- _Aufgabe A_:
Nenne alle Buchtitel von Yewande Omotoso, die im Ausgangstext über ihren Wechsel zum akono Verlag vorkommen.
- _Aufgabe B_:
Beantworte anhand des Ausgangstexts über Yewande Omotoso diese Fragen:
(i) Wer ist Verlegerin beim akono Verlag?
(ii) Wann soll die Übersetzung von „An Unusual Grief“ erscheinen?
(iii) Wodurch verliert die Frau in „An Unusual Grief“ ihre Tochter?
- _Aufgabe C_:
Führe den Text über Yewande Omotosos Wechsel zum akono Verlag im gleichen Ton nach seinem letzten Satz fort.

- _Ausgangstext_:
Yewande Omotoso wird akono Autorin!

Der akono Verlag freut sich, Yewande Omotoso als Autorin zu begrüßen und die bevorstehende Übersetzung von "An Unusual Grief" und "Bom Boy" anzukündigen.

akono Verlegerin Jona Krützfeld freut sich riesig, Omotoso im Verlag willkommen heißen zu können: „Seit ich ihren ersten Roman Die Frau nebenan gelesen habe, bin ich ein Omotoso Fan. So glaubhafte, facettenreiche und schratige Charaktere zu zeichnen und so klug und humorvoll die Abgründe menschlicher Beziehungen zu erkunden, gelingt nur sehr begabten Schriftsteller*innen.“ Auch Omotoso selbst ist „really happy to join the akono family.“

Im Herbst 2023 wird die Übersetzung von „An Unusual Grief“ erscheinen, einer mutigen und mitreißenden Geschichte über den unkonventionellen Umgang einer Frau mit dem Verlust ihrer depressiven Tochter durch Suizid. Mit präziser und wortreicher Prosa erkundet Yewande Omotoso die Beschaffenheit menschlicher Beziehungen und legt dabei Schicht um Schicht die Bruchstellen frei, die zur Entfremdung und Vereinsamung der Mitglieder einer Familie führen. Voll kluger psychologischer Beobachtungen, mit subtilem Humor und sprachlicher Leichtfüßigkeit schafft es Omotoso (wie schon in ihren vorherigen Romanen), facettenreiche, realistische und plastische Charaktere zu zeichnen, deren Fehlerhaftigkeit mit viel Empathie und schriftstellerischer Finesse begegnet wird.

- _Extrahierte Einträge_:
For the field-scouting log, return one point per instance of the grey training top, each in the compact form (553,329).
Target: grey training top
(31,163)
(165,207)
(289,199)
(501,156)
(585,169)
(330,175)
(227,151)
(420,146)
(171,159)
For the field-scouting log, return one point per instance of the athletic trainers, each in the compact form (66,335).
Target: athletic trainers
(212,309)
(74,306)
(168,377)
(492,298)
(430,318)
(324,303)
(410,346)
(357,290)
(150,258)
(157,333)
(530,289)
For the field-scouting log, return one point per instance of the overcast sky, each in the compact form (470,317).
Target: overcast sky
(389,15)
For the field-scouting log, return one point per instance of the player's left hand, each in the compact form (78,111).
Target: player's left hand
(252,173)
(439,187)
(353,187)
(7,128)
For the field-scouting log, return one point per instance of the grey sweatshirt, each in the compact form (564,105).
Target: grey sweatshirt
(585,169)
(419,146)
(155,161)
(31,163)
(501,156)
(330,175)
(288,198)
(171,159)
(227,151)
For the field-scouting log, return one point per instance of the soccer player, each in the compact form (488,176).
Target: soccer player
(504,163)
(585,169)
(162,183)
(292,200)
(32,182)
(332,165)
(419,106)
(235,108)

--

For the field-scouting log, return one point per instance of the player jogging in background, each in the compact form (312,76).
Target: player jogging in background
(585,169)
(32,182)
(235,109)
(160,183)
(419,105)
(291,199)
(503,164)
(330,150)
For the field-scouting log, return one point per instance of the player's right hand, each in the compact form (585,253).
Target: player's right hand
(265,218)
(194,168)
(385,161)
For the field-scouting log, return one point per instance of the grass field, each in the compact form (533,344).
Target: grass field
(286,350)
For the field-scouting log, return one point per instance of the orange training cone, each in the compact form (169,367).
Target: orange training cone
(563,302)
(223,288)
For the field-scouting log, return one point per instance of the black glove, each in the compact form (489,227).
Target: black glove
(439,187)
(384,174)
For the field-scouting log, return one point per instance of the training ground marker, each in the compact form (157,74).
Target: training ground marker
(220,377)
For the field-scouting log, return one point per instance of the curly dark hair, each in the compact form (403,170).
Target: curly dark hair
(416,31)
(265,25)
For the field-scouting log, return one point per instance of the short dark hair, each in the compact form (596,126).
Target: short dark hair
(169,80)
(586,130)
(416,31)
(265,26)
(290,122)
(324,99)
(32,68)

---

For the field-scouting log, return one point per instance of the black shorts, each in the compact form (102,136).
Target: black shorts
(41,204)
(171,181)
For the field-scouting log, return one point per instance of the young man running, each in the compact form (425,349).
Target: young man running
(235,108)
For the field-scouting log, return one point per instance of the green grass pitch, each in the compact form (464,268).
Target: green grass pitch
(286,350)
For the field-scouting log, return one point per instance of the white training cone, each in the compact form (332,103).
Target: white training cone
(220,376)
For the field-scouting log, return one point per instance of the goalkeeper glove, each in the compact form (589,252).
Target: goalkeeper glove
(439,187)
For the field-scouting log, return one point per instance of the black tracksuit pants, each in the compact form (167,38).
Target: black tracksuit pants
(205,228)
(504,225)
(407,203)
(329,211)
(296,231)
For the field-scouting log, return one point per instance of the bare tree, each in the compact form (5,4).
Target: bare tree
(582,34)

- _Lösung A_:
An Unusual Grief
Bom Boy
Die Frau nebenan

- _Lösung B_:
(i) Jona Krützfeld
(ii) Im Herbst 2023
(iii) Durch Suizid

- _Lösung C_:
Der Verlag hat die Rechte für alle noch nicht übersetzten Omotoso Werke erworben: 2024 wird der Debütroman Omotosos, Bom Boy, in deutscher Übersetzung erscheinen. Der Roman begleitet Leke, einen problembelasteten Jungen, der in einem Vorort von Kapstadt lebt. Er hat die seltsame Angewohnheit, Menschen zu verfolgen, kleine Gegenstände zu stehlen und auf der Suche nach Gesellschaft von Arzt zu Arzt zu gehen. Durch eine Reihe von Briefen, die ihm sein nigerianischer Vater, den er nie kennengelernt hat, geschrieben hat, erfährt Leke von einem Familienfluch. Bom Boy ist eine fein gesponnene und komplexe Erzählung, die mit einem sensiblen Verständnis für sowohl die Kleinheit als auch die Bedeutung eines einzelnen Lebens geschrieben wurde.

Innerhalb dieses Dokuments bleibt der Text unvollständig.